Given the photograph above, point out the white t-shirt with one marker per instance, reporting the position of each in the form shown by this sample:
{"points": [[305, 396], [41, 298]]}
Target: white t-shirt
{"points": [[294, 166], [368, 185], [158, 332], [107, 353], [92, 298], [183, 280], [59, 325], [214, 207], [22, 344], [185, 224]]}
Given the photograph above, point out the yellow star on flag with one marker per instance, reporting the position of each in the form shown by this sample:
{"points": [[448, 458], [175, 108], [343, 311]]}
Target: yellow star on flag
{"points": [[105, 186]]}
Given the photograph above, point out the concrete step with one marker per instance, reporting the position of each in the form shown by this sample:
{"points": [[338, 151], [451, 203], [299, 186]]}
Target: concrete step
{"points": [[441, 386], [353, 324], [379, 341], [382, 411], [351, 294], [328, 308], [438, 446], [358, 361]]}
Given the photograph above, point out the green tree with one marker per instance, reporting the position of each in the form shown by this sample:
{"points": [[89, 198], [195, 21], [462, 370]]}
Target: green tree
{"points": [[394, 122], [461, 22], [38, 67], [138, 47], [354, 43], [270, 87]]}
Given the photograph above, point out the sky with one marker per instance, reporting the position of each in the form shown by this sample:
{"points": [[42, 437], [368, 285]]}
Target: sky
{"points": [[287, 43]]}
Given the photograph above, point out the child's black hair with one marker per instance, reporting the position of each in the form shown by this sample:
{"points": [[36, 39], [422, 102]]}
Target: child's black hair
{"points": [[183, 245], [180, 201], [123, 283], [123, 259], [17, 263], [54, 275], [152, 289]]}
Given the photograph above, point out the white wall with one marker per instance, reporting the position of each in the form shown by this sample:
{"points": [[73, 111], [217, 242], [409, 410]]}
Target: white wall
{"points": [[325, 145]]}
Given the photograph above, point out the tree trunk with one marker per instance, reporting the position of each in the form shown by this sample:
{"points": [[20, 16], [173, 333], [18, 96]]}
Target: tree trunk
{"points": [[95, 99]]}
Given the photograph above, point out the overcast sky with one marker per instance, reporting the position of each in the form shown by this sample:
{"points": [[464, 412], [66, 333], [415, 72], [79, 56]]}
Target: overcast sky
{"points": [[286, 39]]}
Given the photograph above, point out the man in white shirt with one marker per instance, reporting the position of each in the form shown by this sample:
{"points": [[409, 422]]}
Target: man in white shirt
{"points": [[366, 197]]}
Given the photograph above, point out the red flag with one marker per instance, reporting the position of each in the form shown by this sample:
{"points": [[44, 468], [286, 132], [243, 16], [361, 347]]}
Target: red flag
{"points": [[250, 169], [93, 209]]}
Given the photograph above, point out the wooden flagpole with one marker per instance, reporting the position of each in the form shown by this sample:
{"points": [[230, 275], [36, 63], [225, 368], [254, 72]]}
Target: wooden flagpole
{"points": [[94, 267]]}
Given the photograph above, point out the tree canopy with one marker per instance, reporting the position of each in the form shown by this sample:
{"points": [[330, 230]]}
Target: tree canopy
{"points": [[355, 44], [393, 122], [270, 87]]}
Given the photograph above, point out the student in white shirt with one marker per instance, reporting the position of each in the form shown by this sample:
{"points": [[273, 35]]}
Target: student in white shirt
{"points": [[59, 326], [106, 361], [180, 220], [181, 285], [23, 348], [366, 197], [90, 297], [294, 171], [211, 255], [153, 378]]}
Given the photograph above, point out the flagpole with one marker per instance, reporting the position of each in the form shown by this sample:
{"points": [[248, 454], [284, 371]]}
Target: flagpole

------------

### Task details:
Render all of the data above as a Markdown table with two columns, Row and Line. Give each nonblank line its own numbered row and leave out the blank lines.

### Response:
| Row | Line |
|---|---|
| 1 | Given the photograph above, point out the white t-shirt with one marker per instance, reporting the position of each in the form shown by this sample: |
| 2 | {"points": [[305, 396], [41, 298]]} |
| 3 | Target: white t-shirt |
| 4 | {"points": [[294, 166], [368, 185], [158, 332], [107, 353], [92, 298], [183, 280], [59, 325], [214, 207], [22, 344], [185, 224]]} |
| 5 | Given the photograph above, point out the yellow star on flag with one marker per instance, reporting the position of each in the form shown by this sample: |
| 6 | {"points": [[448, 458], [175, 108], [343, 311]]} |
| 7 | Target: yellow star on flag |
| 8 | {"points": [[105, 186]]} |
| 9 | Given the photograph above, point out the concrete step with one marker per instance, reporting the position of each in the form shown by this sample: |
| 10 | {"points": [[338, 151], [451, 203], [299, 186]]} |
| 11 | Target: concrete step |
| 12 | {"points": [[441, 386], [353, 324], [379, 341], [382, 411], [351, 294], [328, 308], [438, 446], [358, 361]]} |
| 13 | Given the photograph above, point out the green tree with one marker per instance, reporting the position of each in the form shown by this sample: |
| 14 | {"points": [[89, 198], [195, 21], [462, 370]]} |
| 15 | Target: green tree |
| 16 | {"points": [[394, 122], [461, 22], [38, 67], [138, 47], [354, 43], [270, 87]]} |
| 17 | Given the photograph above, point out the sky with one marker per instance, reporting the position of each in the form shown by this sample: |
| 18 | {"points": [[42, 437], [368, 285]]} |
| 19 | Target: sky |
| 20 | {"points": [[287, 43]]} |
| 21 | Given the photograph above, point out the child's black hair with one marker per instance, reporting the position of each in the form shown by this sample: |
| 22 | {"points": [[36, 39], [422, 102]]} |
| 23 | Target: child's black hair |
| 24 | {"points": [[183, 245], [180, 201], [123, 283], [123, 259], [17, 263], [54, 275], [152, 289]]} |
| 25 | Given the photograph above, point out the white wall with one marker per instance, reporting the position of each in the form shown by this sample: |
| 26 | {"points": [[73, 111], [217, 242], [409, 410]]} |
| 27 | Target: white wall |
| 28 | {"points": [[325, 145]]} |
| 29 | Given the photograph above, point out the tree trunk with one marker per instance, reporting the position of each in the form shown by this sample: |
| 30 | {"points": [[20, 16], [173, 333], [18, 96]]} |
| 31 | Target: tree trunk |
| 32 | {"points": [[95, 99]]} |
| 33 | Given the photograph above, point out the overcast sky with one marker per instance, reporting the position of each in the form shown by this sample: |
| 34 | {"points": [[464, 412], [66, 333], [415, 72], [79, 56]]} |
| 35 | Target: overcast sky |
| 36 | {"points": [[286, 39]]} |
| 37 | Given the photograph above, point out the man in white shirt with one marker per instance, reporting the position of each in the form shown by this sample: |
| 38 | {"points": [[409, 422]]} |
| 39 | Target: man in white shirt |
| 40 | {"points": [[366, 197]]} |
| 41 | Given the photograph above, point out the red flag with one marker per instance, reporting the position of each in the form shown by this sample: |
| 42 | {"points": [[44, 468], [286, 132], [243, 16], [361, 347]]} |
| 43 | Target: red flag |
| 44 | {"points": [[250, 169], [93, 209]]} |
| 45 | Given the photograph above, point out the wooden flagpole with one marker per instance, reporting the position of each in the form shown by this sample: |
| 46 | {"points": [[230, 275], [36, 63], [225, 368], [254, 72]]} |
| 47 | Target: wooden flagpole |
| 48 | {"points": [[94, 267]]} |
| 49 | Given the photograph above, point out the tree canopy with one marker per instance, reporting the position of each in the form shown by this sample: |
| 50 | {"points": [[330, 230]]} |
| 51 | Target: tree canopy |
| 52 | {"points": [[355, 44], [393, 122], [270, 87]]} |
| 53 | Given the photograph above, point out the student in white shirt with one marker per instance, reporting the position of each in the form shown by this sample: |
| 54 | {"points": [[273, 35]]} |
| 55 | Target: student in white shirt |
| 56 | {"points": [[59, 326], [106, 361], [180, 220], [181, 285], [23, 348], [366, 197], [90, 297], [294, 171], [211, 255], [153, 378]]} |
| 57 | Given the photograph above, point out the flagpole with one marker per instance, reporting the position of each in the form shown by this sample: |
| 58 | {"points": [[248, 454], [284, 371]]} |
| 59 | Target: flagpole |